§ **Extrait**

╔══

S’il y a bien deux traits de caractère que Mandela a toujours laissés enfouis au fond de lui-même, c’est la haine et la vengeance. La seule chose qu’il voulait créer en Afrique du Sud était une rédemption collective. C’est d’ailleurs ce qu’il avait commencé à faire quand il était incarcéré à Robben Island. Comment ? Tout simplement grâce à sa gentillesse légendaire, à sa capacité d’écoute ou en prenant des nouvelles auprès de ses geôliers quand l’un des leurs était malade. 

Mandela serait donc une sorte de saint ?

Non ! Mandela n’est qu’un homme. Ce n’est ni un Dieu ni un messie. On doit lui reconnaître néanmoins des qualités de communicant, de fédérateur et de pacificateur hors du commun. Mais si sa vie de politicien a été émaillée de succès indéniables, sa vie d’homme, de père, de mari n’a pas été comblée comme il l’espérait. Mandela a été un père adoré par une nation, mais un père détesté par ses enfants, qui ont eu le sentiment d’être abandonnés, sacrifiés pour la raison d’État. Et il a divorcé deux fois. C’est un homme qui est resté près de trente ans en prison pour transiter, quelques années plus tard, vers une autre prison, certes plus dorée, mais qui vous isole tout autant. On appelle cela le pouvoir ! Au cours de mes nombreuses rencontres avec Mandela, j’ai bien senti qu’il était plus concerné par cet échec personnel que par les formidables choses qu’il avait pu réaliser pour son pays. 

Quelle était votre plus grosse ­angoisse avant d’incarner ce grand leader ?

Nous, les acteurs, nous recherchons toujours la performance quand nous devons jouer une personnalité. Nous avons tous des « techniques » différentes pour ressembler au plus près à notre modèle. Mais, au final, nous devons tous éviter le même écueil : l’imitation. La pression était énorme dans mon cas. D’un côté, je ne voulais pas me mettre à dos le peuple sud-africain et me faire traiter d’imposteur. De l’autre, je devais donner à Clint Eastwood une prestation sans faille.

Quand nous avons commencé le tournage, je jouais dans une pièce de théâtre à New York. Je n’avais donc pas le temps matériel de regarder des heures de documentaires ou de lire toutes les coupures de presse consacrées à Mandela. Ces repères, ces points d’ancrage, je les ai eus finalement une fois que nous avons commencé à « shooter » les premières scènes. Néanmoins, c’est en visionnant des vidéos en boucle que je me suis aperçu que Madiba ne se servait presque jamais de sa main gauche. Ma voix, l’accent sud-africain, ma gestuelle, mes postures se sont ensuite placés naturellement. C’est alors que j’ai compris qu’incarner cet homme, c’était ma destinée !

╚══

§ **Données fournies**
╔══

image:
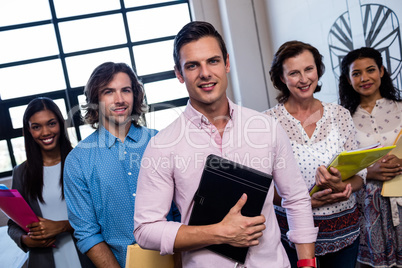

╚══

§ **Exercices à faire**
1) D'après l'extrait sur Mandela, de quelle main Madiba ne se servait-il presque jamais ?
2) Poursuivez l'extrait sur Mandela à partir de sa dernière phrase.
Les données n'ont aucun rapport avec l'extrait sur Mandela.

§ **Réponses**
1) De sa main gauche.

2)
Pourquoi vous êtes-vous focalisé sur la présidence de Nelson Mandela ?

C’est un parti pris résolument positif que nous avons choisi avec Anthony Peckman [le scénariste] et Clint East­wood. En ces temps de doute et de tensions entre les peuples, nous voulions rappeler comment Mandela a réussi à unifier l’Afrique du Sud. La vraie force de Mandela, c’est qu’il a toujours su « manipuler » sainement les gens pour que ces derniers prennent – parfois sans qu’ils s’en rendent compte – les bonnes décisions ou la bonne direction. Croyez-moi, convaincre Francois Pienaar, le capitaine des Springboks – l’équipe nationale de rugby, un sport de Blancs pour les Blancs – et de surcroît fils d’un Afrikaner raciste, ce n’était pas une mince affaire. À l’exception de l’ailier métis Chester Williams, il n’y avait pas un seul Noir qui jouait chez les Springboks.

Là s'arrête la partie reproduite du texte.